Your objective.
Please repeat the listing in its entirety, without any alteration.

Material for this exercise.

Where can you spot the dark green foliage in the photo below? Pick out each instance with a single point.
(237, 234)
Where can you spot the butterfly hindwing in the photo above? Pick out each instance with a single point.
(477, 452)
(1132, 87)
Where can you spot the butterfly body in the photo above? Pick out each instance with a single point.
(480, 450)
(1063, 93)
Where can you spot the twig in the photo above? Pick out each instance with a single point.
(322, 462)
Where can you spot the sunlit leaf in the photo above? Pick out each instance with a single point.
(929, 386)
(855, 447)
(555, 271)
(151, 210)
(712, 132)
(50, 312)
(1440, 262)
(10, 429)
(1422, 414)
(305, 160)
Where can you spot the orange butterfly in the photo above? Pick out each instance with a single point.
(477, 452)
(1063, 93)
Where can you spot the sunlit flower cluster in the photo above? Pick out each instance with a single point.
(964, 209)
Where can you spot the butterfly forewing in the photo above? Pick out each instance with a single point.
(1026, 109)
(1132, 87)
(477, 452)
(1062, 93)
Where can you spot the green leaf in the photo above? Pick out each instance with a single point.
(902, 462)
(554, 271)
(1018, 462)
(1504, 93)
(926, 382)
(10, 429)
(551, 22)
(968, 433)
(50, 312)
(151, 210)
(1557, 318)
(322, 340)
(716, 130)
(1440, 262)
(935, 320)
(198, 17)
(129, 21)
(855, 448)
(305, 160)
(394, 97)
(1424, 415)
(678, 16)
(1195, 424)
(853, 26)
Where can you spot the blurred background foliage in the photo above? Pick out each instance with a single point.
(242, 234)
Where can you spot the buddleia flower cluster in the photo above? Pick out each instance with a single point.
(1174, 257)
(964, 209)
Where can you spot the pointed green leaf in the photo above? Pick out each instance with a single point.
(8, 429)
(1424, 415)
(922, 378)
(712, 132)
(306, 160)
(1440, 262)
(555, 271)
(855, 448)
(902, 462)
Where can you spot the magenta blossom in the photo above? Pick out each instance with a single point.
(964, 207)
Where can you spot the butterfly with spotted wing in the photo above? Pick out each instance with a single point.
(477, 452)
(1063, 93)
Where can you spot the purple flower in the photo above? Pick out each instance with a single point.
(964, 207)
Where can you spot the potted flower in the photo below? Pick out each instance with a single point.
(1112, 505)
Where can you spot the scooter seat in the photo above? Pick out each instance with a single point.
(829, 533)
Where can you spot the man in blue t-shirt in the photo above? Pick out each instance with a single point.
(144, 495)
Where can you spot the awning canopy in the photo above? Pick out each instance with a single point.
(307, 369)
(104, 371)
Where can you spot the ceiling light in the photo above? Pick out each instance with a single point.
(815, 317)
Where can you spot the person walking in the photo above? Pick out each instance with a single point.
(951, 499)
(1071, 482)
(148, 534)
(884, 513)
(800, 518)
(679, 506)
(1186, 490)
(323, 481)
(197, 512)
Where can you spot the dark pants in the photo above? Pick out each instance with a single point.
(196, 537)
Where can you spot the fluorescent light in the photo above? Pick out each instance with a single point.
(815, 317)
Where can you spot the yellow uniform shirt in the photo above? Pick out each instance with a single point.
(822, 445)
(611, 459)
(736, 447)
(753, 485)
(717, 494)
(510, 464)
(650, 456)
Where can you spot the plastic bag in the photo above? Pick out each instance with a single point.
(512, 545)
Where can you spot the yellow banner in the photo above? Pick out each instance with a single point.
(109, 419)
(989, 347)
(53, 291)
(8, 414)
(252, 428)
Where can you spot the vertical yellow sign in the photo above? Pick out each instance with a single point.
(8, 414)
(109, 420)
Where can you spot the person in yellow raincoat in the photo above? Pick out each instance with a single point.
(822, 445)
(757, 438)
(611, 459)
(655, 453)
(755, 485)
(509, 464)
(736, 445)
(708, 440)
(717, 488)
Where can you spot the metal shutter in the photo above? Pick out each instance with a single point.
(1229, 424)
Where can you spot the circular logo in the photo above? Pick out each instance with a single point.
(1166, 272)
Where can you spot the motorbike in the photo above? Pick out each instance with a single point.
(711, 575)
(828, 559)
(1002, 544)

Exercise result.
Where can you spot the dark green foliage in the photo below? Pick out each instance with a single point.
(237, 234)
Where can you spot the butterfly hindwing in the photo above? Pick out each instance with a single point.
(477, 452)
(1132, 87)
Where can you spot the butterfly body in the photo above? Pick out each instance with a single point.
(480, 450)
(1063, 93)
Where can you spot the twig in the photo above? Pick out each instance with a single point.
(322, 462)
Where can you spot the sunlit leaf in the photo above? Pick out each instance with a single point.
(929, 386)
(855, 447)
(555, 271)
(151, 210)
(712, 132)
(50, 312)
(1440, 262)
(10, 429)
(1422, 414)
(305, 160)
Where can you spot the orange butterfly in the photo above? Pick out each instance with a single point.
(477, 452)
(1063, 93)
Where can you spot the sunlit flower cluster in the photo above? Pick out each instance with a single point.
(964, 209)
Where can you spot the butterfly forewing in the photo above? Pick out each instance with a single point.
(1026, 109)
(1132, 87)
(477, 452)
(1062, 93)
Where can you spot the green leaf in the photo above? Pick out each instance with a single point.
(902, 462)
(554, 271)
(1018, 462)
(1504, 93)
(926, 382)
(10, 429)
(551, 22)
(968, 433)
(50, 312)
(151, 210)
(1557, 318)
(322, 340)
(716, 130)
(1440, 262)
(935, 320)
(198, 17)
(129, 21)
(855, 448)
(305, 160)
(394, 97)
(1424, 415)
(678, 16)
(1195, 424)
(853, 26)
Where can you spot the blurred background foliage in the photo above? Pick out each instance with a single point.
(242, 234)
Where can you spot the buddleia flower cluster in the photo above? Pick out each instance with a single point.
(1174, 257)
(964, 209)
Where can you spot the pointed green leaf in the photo above? Pick out each instance with a single point.
(8, 429)
(1424, 415)
(922, 378)
(712, 132)
(306, 160)
(1440, 262)
(555, 271)
(855, 448)
(902, 462)
Where can you spot the magenta blossom in the photo above? Pick out each instance with a single point.
(964, 207)
Where can you spot the butterfly with spotted wing in the photo above? Pick out each instance with a single point.
(477, 452)
(1063, 93)
Where can you spot the purple flower in the photo above? Pick out each instance with a single point.
(964, 207)
Where can you spot the potted flower in the photo below? Pick out each instance with a single point.
(1112, 505)
Where can you spot the scooter seat in the photo above? Pick out each instance with a single point.
(829, 533)
Where can you spot the man in blue t-shirt in the photo above? Pick out each instance with a single point.
(144, 495)
Where can you spot the awning canopy in the photo above? Pick out each instance with a single point.
(307, 369)
(104, 371)
Where can you spot the ceiling light in the photo above? Pick out each instance with a single point.
(815, 317)
Where can you spot the person walking in the photo above? Pick out each instance with a single point.
(951, 499)
(1071, 482)
(148, 534)
(884, 513)
(800, 518)
(679, 506)
(1186, 490)
(323, 481)
(197, 512)
Where can you spot the dark pants in the photo above? Pick out each instance with a single point.
(196, 537)
Where can you spot the fluorescent light in the photo above? Pick out each instance with a single point.
(815, 317)
Where can you spot the yellow uniform shirt in the photo above? Pick out each instance with a single point.
(822, 445)
(611, 459)
(736, 447)
(753, 485)
(717, 494)
(510, 464)
(650, 456)
Where can you spot the plastic bag in the photo above? Pick out each instance with a single point.
(512, 545)
Where can you spot the yellow banner in the photo above? Pick out each instance with a single point.
(109, 419)
(989, 347)
(53, 291)
(8, 414)
(252, 428)
Where can you spot the vertical yellow sign in the photo above? Pick out each instance with a single point.
(8, 414)
(109, 420)
Where can you spot the person in yellow raincoat in the photo above? Pick out each instance with a single point.
(822, 445)
(757, 438)
(611, 459)
(655, 453)
(755, 485)
(509, 464)
(736, 445)
(708, 440)
(717, 488)
Where can you spot the metal shutter in the photo above? Pick out each instance with a single point.
(1229, 424)
Where can you spot the circular logo in the photo above? Pick out each instance with a single point.
(1166, 272)
Where can you spot the motorbike in the photo above? Pick out each instance with a single point.
(711, 575)
(828, 559)
(1002, 544)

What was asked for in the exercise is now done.